Assignment => A stretch of the entries below is to be set down exactly, running from the line with "Locate each whitewall tire in the image." through the line with "Locate each dark window in the image.", both included, and no other line.

Input =>

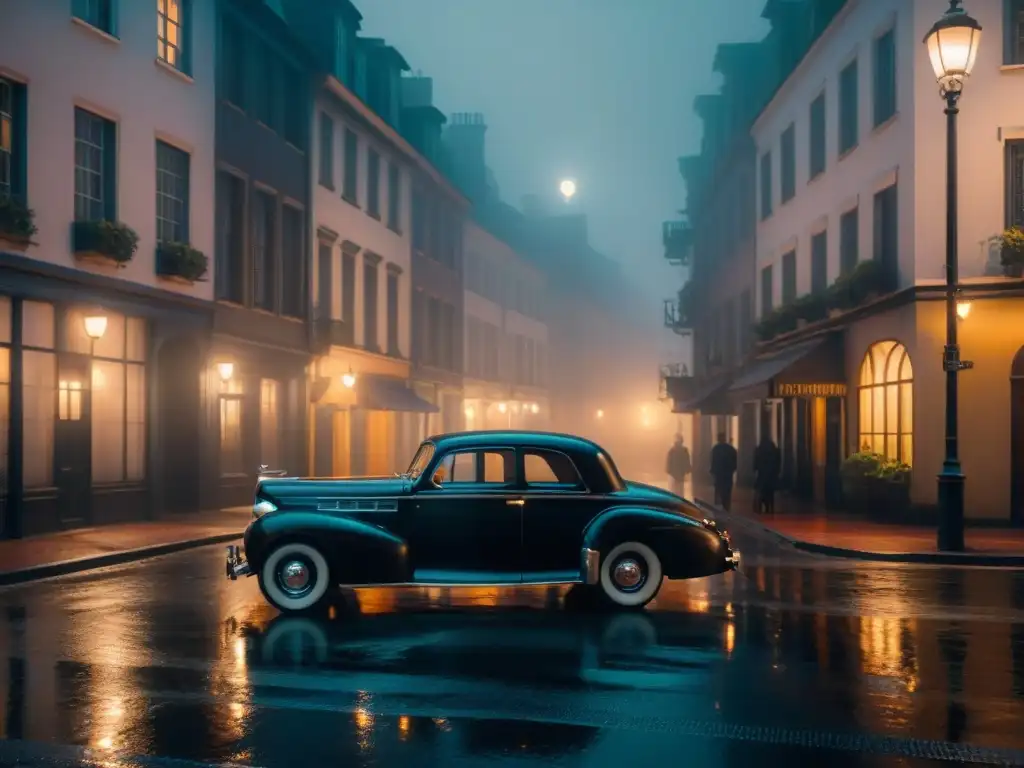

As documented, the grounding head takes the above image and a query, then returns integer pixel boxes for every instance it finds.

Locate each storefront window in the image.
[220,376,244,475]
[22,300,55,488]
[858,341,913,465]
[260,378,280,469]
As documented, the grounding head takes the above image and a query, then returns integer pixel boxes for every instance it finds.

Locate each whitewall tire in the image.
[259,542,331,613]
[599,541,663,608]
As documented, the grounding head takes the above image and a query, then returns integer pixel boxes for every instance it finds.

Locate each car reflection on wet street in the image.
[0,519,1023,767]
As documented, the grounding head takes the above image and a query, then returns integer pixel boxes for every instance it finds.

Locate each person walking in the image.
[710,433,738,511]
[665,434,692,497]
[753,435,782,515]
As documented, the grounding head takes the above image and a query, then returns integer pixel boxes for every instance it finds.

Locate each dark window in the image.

---

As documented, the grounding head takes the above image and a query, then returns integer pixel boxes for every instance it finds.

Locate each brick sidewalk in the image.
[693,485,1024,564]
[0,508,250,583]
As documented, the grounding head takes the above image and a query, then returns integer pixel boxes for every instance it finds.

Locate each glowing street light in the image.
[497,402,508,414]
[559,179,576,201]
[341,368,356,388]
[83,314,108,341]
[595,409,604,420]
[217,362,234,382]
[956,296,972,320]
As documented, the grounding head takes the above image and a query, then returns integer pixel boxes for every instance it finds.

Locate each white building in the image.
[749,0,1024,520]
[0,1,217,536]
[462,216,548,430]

Solution to this exercise =>
Locate each whitewall tire in the image.
[259,542,331,613]
[599,541,663,608]
As documented, the grounding head takes the above image and a query, then returns integer pixel boxes for every instance it finds.

Locate each car reflection on wet street in the image.
[0,519,1023,767]
As documented, the grounding head takes the above image and a query, then returns integer pixel boxes for every instance it finds.

Locate each person walking in the image.
[710,433,738,511]
[665,434,692,497]
[753,435,782,515]
As documented, the grounding head takes the above image and a query, then returns integer pixel boxes for every instance it finds.

Locate each dark window in the image.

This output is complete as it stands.